* [Source extract]
Abstract
We introduce cytoNet, a cloud-based tool to characterize cell populations from microscopy images. cytoNet quantifies spatial topology and functional relationships in cell communities using principles of network science. Capturing multicellular dynamics through graph features, cytoNet also evaluates the effect of cell-cell interactions on individual cell phenotypes. We demonstrate cytoNet’s capabilities in four case studies: 1) characterizing the temporal dynamics of neural progenitor cell communities during neural differentiation, 2) identifying communities of pain-sensing neurons in vivo, 3) capturing the effect of cell community on endothelial cell morphology, and 4) investigating the effect of laminin α4 on perivascular niches in adipose tissue. The analytical framework introduced here can be used to study the dynamics of complex cell communities in a quantitative manner, leading to a deeper understanding of environmental effects on cellular behavior. The versatile, cloud-based format of cytoNet makes the image analysis framework accessible to researchers across domains.

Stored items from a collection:
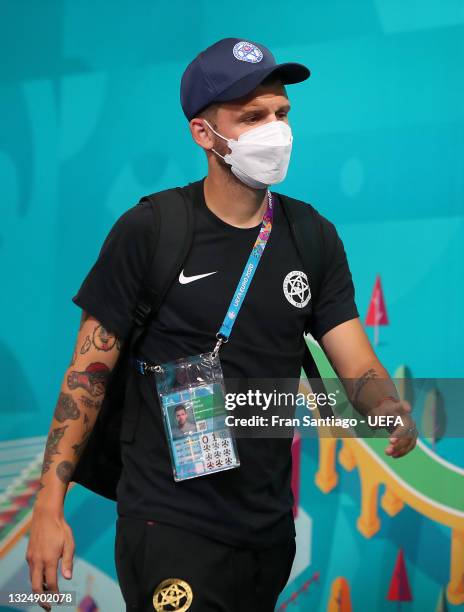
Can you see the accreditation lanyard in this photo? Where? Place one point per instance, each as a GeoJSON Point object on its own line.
{"type": "Point", "coordinates": [247, 274]}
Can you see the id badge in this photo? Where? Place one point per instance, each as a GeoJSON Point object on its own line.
{"type": "Point", "coordinates": [192, 398]}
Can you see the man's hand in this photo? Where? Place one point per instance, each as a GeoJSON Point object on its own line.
{"type": "Point", "coordinates": [403, 437]}
{"type": "Point", "coordinates": [50, 539]}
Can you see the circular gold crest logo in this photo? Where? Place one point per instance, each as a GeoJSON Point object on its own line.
{"type": "Point", "coordinates": [172, 594]}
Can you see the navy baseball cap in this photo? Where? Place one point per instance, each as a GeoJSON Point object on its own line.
{"type": "Point", "coordinates": [229, 69]}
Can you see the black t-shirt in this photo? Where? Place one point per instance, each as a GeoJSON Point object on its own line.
{"type": "Point", "coordinates": [251, 504]}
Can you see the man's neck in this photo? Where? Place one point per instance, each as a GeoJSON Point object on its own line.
{"type": "Point", "coordinates": [233, 201]}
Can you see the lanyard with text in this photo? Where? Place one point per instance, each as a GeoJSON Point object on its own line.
{"type": "Point", "coordinates": [247, 275]}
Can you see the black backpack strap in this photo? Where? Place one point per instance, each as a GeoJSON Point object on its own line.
{"type": "Point", "coordinates": [173, 218]}
{"type": "Point", "coordinates": [305, 227]}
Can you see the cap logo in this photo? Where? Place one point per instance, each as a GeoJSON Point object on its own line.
{"type": "Point", "coordinates": [247, 52]}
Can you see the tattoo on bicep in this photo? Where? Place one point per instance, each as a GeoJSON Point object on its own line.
{"type": "Point", "coordinates": [79, 447]}
{"type": "Point", "coordinates": [102, 339]}
{"type": "Point", "coordinates": [86, 346]}
{"type": "Point", "coordinates": [359, 383]}
{"type": "Point", "coordinates": [66, 408]}
{"type": "Point", "coordinates": [89, 403]}
{"type": "Point", "coordinates": [93, 379]}
{"type": "Point", "coordinates": [64, 471]}
{"type": "Point", "coordinates": [51, 447]}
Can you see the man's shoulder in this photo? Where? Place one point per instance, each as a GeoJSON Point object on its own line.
{"type": "Point", "coordinates": [301, 208]}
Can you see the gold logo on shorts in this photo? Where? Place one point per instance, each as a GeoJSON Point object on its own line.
{"type": "Point", "coordinates": [172, 594]}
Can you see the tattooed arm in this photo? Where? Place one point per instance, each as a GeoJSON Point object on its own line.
{"type": "Point", "coordinates": [82, 391]}
{"type": "Point", "coordinates": [368, 384]}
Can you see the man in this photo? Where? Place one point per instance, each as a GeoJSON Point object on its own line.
{"type": "Point", "coordinates": [183, 425]}
{"type": "Point", "coordinates": [224, 541]}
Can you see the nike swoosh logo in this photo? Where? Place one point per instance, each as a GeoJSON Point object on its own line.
{"type": "Point", "coordinates": [183, 280]}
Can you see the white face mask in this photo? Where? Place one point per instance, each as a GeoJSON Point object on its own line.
{"type": "Point", "coordinates": [260, 156]}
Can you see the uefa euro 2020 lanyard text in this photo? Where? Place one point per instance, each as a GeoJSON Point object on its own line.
{"type": "Point", "coordinates": [247, 276]}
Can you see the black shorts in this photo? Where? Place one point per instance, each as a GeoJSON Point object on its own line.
{"type": "Point", "coordinates": [162, 567]}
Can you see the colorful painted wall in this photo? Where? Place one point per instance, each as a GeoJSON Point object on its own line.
{"type": "Point", "coordinates": [91, 120]}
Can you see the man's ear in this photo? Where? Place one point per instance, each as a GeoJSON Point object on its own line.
{"type": "Point", "coordinates": [201, 134]}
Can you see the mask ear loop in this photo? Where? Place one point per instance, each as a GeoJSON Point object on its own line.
{"type": "Point", "coordinates": [227, 139]}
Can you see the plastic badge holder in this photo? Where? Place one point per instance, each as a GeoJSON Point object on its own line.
{"type": "Point", "coordinates": [192, 398]}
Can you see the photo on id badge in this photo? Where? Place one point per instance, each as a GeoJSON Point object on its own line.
{"type": "Point", "coordinates": [182, 420]}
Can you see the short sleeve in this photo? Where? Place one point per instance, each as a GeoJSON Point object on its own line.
{"type": "Point", "coordinates": [111, 288]}
{"type": "Point", "coordinates": [335, 303]}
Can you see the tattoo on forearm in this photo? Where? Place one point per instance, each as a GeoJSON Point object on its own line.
{"type": "Point", "coordinates": [86, 346]}
{"type": "Point", "coordinates": [51, 447]}
{"type": "Point", "coordinates": [66, 408]}
{"type": "Point", "coordinates": [79, 447]}
{"type": "Point", "coordinates": [89, 403]}
{"type": "Point", "coordinates": [360, 382]}
{"type": "Point", "coordinates": [102, 339]}
{"type": "Point", "coordinates": [64, 471]}
{"type": "Point", "coordinates": [93, 379]}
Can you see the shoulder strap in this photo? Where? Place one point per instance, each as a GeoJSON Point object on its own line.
{"type": "Point", "coordinates": [305, 227]}
{"type": "Point", "coordinates": [173, 218]}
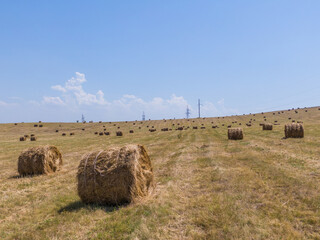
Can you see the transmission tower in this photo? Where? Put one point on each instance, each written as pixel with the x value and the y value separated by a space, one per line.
pixel 199 105
pixel 188 112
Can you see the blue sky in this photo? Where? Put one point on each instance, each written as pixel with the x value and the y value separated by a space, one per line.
pixel 111 60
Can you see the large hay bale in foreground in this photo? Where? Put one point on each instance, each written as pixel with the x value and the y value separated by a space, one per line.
pixel 267 126
pixel 115 176
pixel 39 160
pixel 235 133
pixel 294 130
pixel 119 134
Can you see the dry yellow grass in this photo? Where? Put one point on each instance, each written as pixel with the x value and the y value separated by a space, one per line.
pixel 262 187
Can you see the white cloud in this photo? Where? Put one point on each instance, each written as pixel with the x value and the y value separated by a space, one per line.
pixel 74 98
pixel 53 100
pixel 74 88
pixel 2 103
pixel 59 88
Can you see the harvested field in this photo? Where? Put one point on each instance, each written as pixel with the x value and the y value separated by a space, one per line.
pixel 207 187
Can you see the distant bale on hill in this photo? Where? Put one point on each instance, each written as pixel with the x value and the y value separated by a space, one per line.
pixel 115 176
pixel 294 130
pixel 235 134
pixel 39 160
pixel 267 126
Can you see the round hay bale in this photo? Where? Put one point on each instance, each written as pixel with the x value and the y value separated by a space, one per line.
pixel 267 126
pixel 119 134
pixel 235 134
pixel 115 176
pixel 294 130
pixel 39 160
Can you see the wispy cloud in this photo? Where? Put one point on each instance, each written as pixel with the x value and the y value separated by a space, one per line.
pixel 72 97
pixel 74 88
pixel 53 100
pixel 2 103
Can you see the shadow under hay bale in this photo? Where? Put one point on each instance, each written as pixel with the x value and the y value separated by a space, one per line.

* [Exercise 1] According to the cytoNet abstract, what principles does cytoNet use to quantify spatial topology and functional relationships in cell communities?
* [Exercise 2] Write the next part of the cytoNet abstract, picking up after its final sentence.

* [Task result 1] Principles of network science.

* [Task result 2]
Availability and Implementation QutubLab.org/how | cytoNet contact: cytoNetProject{at}gmail.com Brain Initiative Alliance Toolmaker cytoNet site: https://www.braininitiative.org/toolmakers/resources/cytonet/
Author / Lay Summary cytoNet provides an online tool to rapidly characterize relationships between objects within images and video frames. To study complex tissue, cell and subcellular topologies, cytoNet integrates vision science with the mathematical technique of graph theory. This allows the method to simultaneously identify environmental effects on single cells and on network topology. cytoNet has versatile use across neuroscience, stem cell biology and regenerative medicine. cytoNet applications described in this study include: (1) characterizing how sensing pain alters neural circuit activity, (2) quantifying how vascular cells respond to neurotrophic stimuli overexpressed in the brain after injury or exercise, (3) delineating features of fat tissue that may confer resistance to obesity and (4) uncovering structure-function relationships of human stem cells as they transform into neurons.
Competing Interest Statement
The authors have declared no competing interest.